Natural language region descriptions
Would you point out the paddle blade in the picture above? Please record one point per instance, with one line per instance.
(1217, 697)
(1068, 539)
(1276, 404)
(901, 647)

Problem details:
Nothing is to be left out: set down all the records again exactly.

Answer below:
Would you point out the paddle blade in the picture above? Please record one point per instance, with one line per instance.
(1217, 697)
(1068, 539)
(1276, 404)
(901, 647)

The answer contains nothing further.